* Description of the task
Copy out the entries below with "Target" changed to "Subject" and nothing else altered. Omit the pictures.

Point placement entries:
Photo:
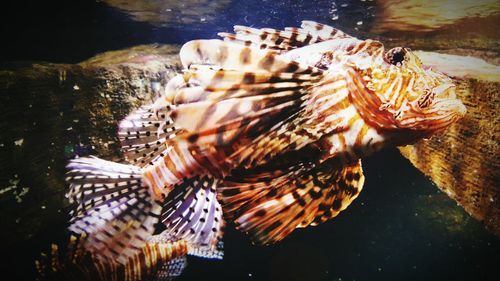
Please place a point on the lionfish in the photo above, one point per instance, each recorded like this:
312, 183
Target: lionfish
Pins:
265, 126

* Solution
Photo:
Please place a point on the lionfish in the photo above, one point per instance, each recorded like this:
312, 183
Subject: lionfish
Pins:
265, 126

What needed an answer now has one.